TASK DIRECTIONS: Locate each line in the data below that contains the string "counter", and copy every such line in full.

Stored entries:
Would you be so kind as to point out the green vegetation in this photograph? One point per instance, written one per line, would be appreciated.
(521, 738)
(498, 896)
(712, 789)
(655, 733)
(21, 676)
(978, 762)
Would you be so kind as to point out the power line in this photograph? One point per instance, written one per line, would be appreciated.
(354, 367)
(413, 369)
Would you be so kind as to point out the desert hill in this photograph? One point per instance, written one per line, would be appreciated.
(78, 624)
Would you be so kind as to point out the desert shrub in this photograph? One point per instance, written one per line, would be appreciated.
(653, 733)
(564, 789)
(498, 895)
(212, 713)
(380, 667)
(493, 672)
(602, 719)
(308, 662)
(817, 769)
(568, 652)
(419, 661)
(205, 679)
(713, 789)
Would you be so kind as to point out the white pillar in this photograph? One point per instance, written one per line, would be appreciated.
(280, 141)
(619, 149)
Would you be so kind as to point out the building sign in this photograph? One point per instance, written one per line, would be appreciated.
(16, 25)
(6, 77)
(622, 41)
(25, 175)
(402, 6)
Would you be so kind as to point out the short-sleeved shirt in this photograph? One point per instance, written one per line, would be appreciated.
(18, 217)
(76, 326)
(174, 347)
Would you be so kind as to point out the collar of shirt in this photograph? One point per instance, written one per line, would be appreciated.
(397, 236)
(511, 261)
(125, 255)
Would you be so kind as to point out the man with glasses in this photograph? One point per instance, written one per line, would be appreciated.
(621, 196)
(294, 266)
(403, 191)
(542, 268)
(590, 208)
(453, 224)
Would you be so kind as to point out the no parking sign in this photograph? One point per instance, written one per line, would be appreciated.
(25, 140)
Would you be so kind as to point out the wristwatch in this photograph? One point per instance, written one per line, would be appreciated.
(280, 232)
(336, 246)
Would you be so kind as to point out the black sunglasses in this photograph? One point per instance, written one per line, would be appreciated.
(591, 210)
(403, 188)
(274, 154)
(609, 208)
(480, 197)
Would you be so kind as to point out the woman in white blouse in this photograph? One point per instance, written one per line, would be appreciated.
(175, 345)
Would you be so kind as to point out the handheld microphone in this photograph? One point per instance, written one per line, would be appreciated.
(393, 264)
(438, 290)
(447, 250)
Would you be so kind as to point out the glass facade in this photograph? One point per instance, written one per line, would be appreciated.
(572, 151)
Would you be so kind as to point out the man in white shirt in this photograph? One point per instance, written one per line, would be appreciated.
==
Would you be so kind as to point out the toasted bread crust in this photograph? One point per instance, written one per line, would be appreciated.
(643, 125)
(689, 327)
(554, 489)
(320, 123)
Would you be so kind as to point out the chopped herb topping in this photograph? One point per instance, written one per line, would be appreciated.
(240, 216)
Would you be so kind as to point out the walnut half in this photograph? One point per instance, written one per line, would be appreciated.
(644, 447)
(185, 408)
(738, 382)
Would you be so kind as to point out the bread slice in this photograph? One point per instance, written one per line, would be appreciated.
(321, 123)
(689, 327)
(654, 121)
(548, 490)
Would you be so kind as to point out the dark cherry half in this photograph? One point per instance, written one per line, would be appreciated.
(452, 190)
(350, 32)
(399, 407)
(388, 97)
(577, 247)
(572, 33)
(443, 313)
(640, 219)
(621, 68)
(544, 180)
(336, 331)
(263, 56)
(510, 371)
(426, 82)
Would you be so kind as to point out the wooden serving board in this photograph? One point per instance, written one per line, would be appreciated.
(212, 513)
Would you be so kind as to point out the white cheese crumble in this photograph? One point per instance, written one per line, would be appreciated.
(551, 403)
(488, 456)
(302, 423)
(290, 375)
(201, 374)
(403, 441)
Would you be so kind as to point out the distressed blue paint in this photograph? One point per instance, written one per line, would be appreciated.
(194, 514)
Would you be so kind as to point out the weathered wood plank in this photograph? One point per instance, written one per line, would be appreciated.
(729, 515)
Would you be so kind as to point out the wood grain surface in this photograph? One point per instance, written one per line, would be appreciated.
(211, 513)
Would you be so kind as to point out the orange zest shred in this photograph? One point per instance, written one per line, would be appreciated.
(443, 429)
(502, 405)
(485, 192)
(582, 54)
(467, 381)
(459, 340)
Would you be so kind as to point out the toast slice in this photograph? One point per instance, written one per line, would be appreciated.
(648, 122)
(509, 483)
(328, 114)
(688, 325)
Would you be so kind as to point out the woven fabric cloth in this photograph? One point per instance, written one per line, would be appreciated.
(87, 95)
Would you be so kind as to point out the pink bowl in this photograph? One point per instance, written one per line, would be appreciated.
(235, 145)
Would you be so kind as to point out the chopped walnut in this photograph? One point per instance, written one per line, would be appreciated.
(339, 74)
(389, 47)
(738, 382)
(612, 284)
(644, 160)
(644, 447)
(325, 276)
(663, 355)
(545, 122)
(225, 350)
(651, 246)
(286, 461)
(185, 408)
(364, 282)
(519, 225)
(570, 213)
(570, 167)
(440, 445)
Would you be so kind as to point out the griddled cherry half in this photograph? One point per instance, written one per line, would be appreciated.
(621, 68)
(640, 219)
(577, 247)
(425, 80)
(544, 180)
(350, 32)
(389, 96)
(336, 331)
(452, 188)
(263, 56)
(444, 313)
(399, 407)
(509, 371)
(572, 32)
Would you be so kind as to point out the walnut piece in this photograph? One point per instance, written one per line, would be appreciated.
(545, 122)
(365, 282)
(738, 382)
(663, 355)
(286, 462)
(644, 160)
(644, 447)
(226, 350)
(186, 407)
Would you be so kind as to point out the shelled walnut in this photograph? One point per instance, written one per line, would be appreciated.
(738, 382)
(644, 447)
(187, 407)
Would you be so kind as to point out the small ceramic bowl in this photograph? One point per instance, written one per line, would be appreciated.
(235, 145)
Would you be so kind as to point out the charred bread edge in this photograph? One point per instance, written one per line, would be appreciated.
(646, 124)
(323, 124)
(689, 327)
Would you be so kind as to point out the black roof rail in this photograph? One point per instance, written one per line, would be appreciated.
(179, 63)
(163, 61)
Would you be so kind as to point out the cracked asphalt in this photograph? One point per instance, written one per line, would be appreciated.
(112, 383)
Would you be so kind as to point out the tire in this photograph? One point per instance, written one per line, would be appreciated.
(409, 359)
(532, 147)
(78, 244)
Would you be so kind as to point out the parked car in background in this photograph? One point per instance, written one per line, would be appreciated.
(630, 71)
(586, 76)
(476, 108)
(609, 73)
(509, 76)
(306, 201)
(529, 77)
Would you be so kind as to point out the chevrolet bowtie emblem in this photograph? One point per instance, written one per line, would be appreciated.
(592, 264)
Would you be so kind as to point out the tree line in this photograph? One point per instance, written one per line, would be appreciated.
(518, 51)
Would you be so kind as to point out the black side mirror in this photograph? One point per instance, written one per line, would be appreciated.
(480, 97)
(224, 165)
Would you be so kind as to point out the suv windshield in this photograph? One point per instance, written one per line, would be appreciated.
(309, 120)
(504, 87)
---
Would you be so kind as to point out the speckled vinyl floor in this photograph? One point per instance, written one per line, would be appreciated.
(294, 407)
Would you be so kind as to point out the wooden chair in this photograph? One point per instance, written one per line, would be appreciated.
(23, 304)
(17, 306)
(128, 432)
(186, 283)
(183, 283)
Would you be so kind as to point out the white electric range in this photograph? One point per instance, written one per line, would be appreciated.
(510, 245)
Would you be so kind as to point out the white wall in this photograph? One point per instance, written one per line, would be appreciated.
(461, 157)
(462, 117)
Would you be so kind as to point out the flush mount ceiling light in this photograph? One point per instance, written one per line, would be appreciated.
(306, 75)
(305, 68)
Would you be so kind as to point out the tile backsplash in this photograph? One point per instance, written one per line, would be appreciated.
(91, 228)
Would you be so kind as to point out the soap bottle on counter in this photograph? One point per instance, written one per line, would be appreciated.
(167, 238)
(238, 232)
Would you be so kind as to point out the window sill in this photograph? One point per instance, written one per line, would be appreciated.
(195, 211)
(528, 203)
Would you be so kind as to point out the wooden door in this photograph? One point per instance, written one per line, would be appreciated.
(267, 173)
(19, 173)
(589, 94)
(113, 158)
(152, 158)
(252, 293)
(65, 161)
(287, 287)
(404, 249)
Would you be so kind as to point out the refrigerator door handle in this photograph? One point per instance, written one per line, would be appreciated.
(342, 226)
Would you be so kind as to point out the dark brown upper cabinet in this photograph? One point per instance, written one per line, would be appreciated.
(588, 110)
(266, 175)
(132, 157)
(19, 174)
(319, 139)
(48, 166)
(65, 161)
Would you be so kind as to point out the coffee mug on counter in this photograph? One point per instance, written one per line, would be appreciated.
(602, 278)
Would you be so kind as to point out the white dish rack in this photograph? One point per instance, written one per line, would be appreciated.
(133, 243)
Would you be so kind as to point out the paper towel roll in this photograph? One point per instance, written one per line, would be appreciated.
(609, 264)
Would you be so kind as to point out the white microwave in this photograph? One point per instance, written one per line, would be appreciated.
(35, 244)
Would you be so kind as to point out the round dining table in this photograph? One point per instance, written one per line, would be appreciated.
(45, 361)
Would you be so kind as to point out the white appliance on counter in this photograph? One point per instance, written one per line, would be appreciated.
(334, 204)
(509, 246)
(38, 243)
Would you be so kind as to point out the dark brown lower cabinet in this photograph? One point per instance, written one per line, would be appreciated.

RESPONSE:
Would you be so kind as to point out the soap bottle on counter in this photograph? One point per instance, written one per line, would be appreciated.
Would you be so kind as to point out the coffee mug on counter in this photograph? One point per instance, written one per line, would be appreciated.
Would you be so kind as to point out the white appliance on counter in this photograph? One point per instance, written one per line, would be appreciated.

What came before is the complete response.